● Instructions to follow
Each record must be written out again exactly. Skip any picture it contains.
:::::
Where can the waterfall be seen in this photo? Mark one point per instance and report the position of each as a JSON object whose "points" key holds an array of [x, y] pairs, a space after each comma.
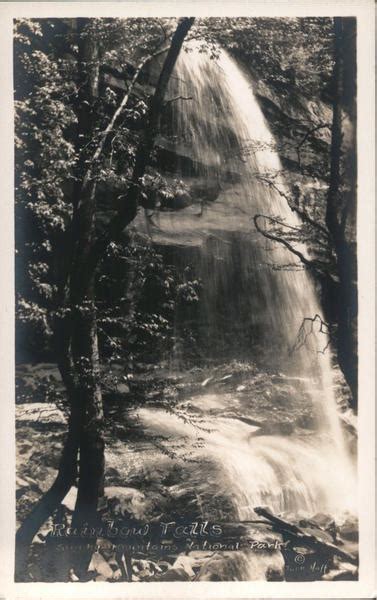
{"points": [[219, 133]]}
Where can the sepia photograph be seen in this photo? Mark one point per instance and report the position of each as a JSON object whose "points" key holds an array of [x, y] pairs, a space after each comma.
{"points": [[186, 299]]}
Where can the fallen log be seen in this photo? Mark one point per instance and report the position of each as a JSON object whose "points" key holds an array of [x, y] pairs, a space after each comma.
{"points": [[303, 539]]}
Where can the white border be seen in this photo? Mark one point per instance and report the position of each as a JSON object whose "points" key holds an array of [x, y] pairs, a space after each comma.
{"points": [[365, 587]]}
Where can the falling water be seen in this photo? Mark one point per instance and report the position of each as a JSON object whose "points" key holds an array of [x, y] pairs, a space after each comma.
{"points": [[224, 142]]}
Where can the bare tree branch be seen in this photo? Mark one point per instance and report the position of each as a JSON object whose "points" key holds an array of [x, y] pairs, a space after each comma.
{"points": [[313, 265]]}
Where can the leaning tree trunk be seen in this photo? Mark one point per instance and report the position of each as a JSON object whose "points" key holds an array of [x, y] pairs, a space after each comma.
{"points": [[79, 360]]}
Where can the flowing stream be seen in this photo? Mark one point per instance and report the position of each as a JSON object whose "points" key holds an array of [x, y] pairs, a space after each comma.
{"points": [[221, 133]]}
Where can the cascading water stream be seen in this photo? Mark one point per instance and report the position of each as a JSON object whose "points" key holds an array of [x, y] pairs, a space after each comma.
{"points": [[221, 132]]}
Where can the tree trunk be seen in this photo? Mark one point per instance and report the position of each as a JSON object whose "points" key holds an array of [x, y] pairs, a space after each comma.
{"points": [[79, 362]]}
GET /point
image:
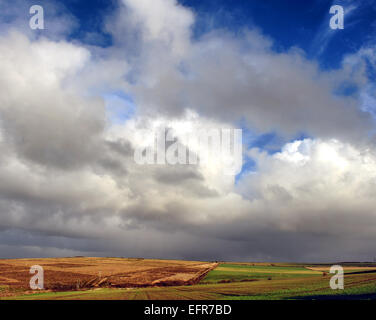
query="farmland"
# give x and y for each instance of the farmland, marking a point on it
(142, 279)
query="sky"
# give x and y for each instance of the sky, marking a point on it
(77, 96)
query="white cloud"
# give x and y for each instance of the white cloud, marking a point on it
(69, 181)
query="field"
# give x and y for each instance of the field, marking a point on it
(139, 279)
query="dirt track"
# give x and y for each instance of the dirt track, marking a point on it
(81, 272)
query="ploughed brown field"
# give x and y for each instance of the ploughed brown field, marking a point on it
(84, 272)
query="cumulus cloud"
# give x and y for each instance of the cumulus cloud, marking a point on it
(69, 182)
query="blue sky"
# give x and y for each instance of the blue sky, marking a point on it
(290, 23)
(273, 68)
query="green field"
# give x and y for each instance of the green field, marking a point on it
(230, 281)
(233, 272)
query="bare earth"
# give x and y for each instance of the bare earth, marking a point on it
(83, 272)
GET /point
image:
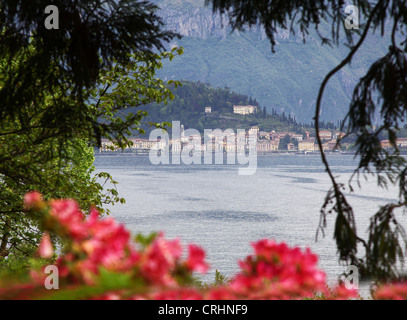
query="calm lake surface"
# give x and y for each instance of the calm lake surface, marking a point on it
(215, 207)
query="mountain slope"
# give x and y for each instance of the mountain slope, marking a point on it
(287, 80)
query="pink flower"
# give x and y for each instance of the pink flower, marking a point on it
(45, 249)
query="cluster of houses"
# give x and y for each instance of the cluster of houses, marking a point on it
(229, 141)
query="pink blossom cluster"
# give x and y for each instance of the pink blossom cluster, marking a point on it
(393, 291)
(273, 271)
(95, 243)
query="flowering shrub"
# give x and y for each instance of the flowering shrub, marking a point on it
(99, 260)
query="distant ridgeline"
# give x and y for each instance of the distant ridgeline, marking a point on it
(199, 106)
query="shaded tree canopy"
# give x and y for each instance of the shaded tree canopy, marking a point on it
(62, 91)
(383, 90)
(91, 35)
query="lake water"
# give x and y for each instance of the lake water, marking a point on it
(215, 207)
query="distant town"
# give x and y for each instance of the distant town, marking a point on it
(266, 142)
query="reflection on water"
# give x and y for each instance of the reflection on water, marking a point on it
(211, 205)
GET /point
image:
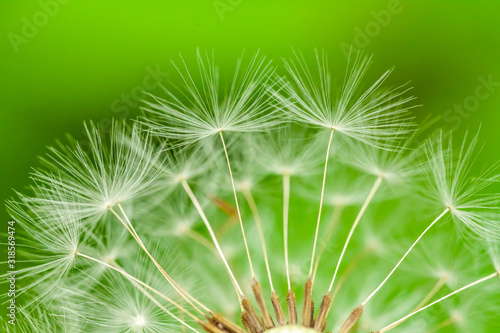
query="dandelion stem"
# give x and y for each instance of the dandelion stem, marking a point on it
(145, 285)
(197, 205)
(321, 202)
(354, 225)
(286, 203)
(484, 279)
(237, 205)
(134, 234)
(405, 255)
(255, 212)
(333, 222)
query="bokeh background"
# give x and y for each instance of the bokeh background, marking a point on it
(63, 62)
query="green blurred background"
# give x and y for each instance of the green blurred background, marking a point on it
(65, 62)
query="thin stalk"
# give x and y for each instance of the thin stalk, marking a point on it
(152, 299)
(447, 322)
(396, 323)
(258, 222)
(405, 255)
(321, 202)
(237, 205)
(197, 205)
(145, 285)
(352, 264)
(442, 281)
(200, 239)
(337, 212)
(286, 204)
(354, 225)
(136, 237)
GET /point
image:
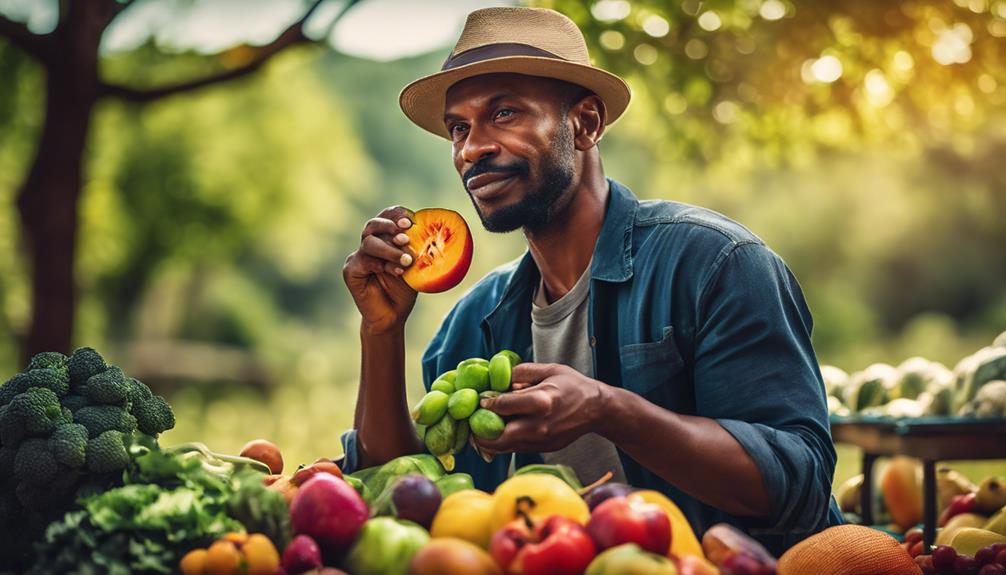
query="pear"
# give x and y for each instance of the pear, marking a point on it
:::::
● Task result
Where can the waterfall be seen in this photo? Mark one point per instance and report the position of each as a JSON object whose "points" key holds an array of [x, y] pairs, a space after each comma.
{"points": [[219, 133]]}
Where can the sepia photograph be seen in this photo? Mark one point per instance and report the position of each as a JSON object whose "points" key holds an array of [x, y] pairs, a space after each comma.
{"points": [[186, 299]]}
Where can the fallen log be seen in this photo? Mark one point per instance and report the position of each as a JSON object whose "points" key holds an array of [x, y] pairs, a space after each comma.
{"points": [[303, 539]]}
Where can the white border be seen in this photo? Mark one point per instance and report the position of each as a JSON object whose "points" key holds an array of [x, y] pairs, a space after each comma.
{"points": [[365, 587]]}
Where can the falling water be seen in this photo? Mark one point per instance and report the position of each as a JSON object whose "points" key holds an array of [x, y] pairs, a space after each comma.
{"points": [[224, 142]]}
Where can the bare tree branch be seen in this photo? Mark one point per instance and report the position of each as a JSON object whose "points" key holds an array of [x, y] pairs, a space after each comma.
{"points": [[313, 265]]}
Where can the leaning tree trunk be seen in this photo? Mark one point per instance and report the position of each as a JSON object whose "points" key holds an array of [x, y] pairs, a space after each comma.
{"points": [[79, 360]]}
Where can the flowing stream be seen in this photo? Mark one point per instance and report the position of each as a JSON object whose "points" key holds an array of [x, y] pairs, a space after each comma.
{"points": [[221, 133]]}
Where can the cascading water stream be seen in this photo? Mark one point per instance and report the position of each as a JSON object whose "points" key holds an array of [x, y] pairs, a space after each comma.
{"points": [[221, 132]]}
Where can the tree trunk be seen in this photo? Mark one point per instance and report the position of each as a JSON object whose "points" key holds an array of [x, y] pairs, a space after each comma.
{"points": [[79, 362]]}
GET /point
image:
query="farmland"
# give x and y for each instance of the farmland, marking a point on it
(142, 279)
query="sky"
# give x and y for each instance of the sky, marking a point on it
(77, 96)
query="white cloud"
# give x and y for each instance of the white cloud, marking a point on it
(69, 181)
query="field"
# give x and y for each instance of the field, marking a point on it
(139, 279)
query="dirt track"
# give x and y for each instance of the dirt track, marking a point on it
(81, 272)
query="ploughed brown field"
# give x and y for each instance of the ploughed brown field, marking a point on it
(84, 272)
query="cumulus cloud"
# give x and y for each instance of the cumulus cloud, marking a point on it
(69, 182)
query="blue sky"
# give x and y for each instance of the blue sky, marking a point on it
(290, 23)
(273, 68)
query="green field"
# give x and y for each instance of the green field, marking a point on it
(230, 281)
(233, 272)
query="bare earth"
# give x and y for each instance of the bare earth, marking a point on it
(83, 272)
GET /point
image:
query="calm lake surface"
# give x and y for each instance of the calm lake surface, marking a point on it
(215, 207)
query="mountain slope"
# give x and y for each instance of the mountain slope, marking a point on it
(287, 80)
query="pink flower"
# give x and y for each instance of the pink flower, marking a point on it
(45, 249)
query="cluster of houses"
# give x and y for each instance of the cluster of houses, marking a point on it
(229, 141)
query="pink blossom cluster"
# give x and y for each instance of the pink blossom cluster, marking a point on it
(393, 291)
(273, 271)
(95, 243)
query="flowering shrub"
# give x and y for each instance of the flowering shrub, marking a point on it
(99, 260)
query="distant ridgeline"
# give x and y for each instance of the distant ridgeline, marking a point on it
(199, 106)
query="shaded tree canopy"
# give x and y for each instance of the shaded tree canopy, marking a point on it
(62, 91)
(383, 90)
(91, 35)
query="lake water"
# give x and y for each instance of the lake water, marking a point on it
(215, 207)
query="distant town"
# give x and y for each instance of the distant town, marking a point on it
(266, 142)
query="reflection on water"
# give x and y for each instance of the reflection on water, marking a point on it
(211, 205)
GET /point
image:
query="dandelion stem"
# give x and y for each instance of the dandelion stem, marking a point on it
(145, 285)
(197, 205)
(321, 202)
(354, 225)
(286, 203)
(484, 279)
(237, 205)
(134, 234)
(405, 255)
(255, 212)
(333, 222)
query="bokeh background"
# give x and y for each instance of the bokeh background, marking a point on it
(63, 62)
query="green blurred background"
# give x and y for each instance of the green blurred background, marking a point on it
(65, 62)
query="thin stalk"
# give x and y for each instance of the thin stalk, marking a point on it
(152, 299)
(447, 322)
(396, 323)
(258, 222)
(405, 255)
(321, 202)
(237, 205)
(197, 205)
(145, 285)
(352, 264)
(442, 281)
(200, 239)
(337, 212)
(286, 204)
(354, 225)
(136, 237)
GET /point
image:
query="pear"
# give x and y for each instance of the pear, marking a point on it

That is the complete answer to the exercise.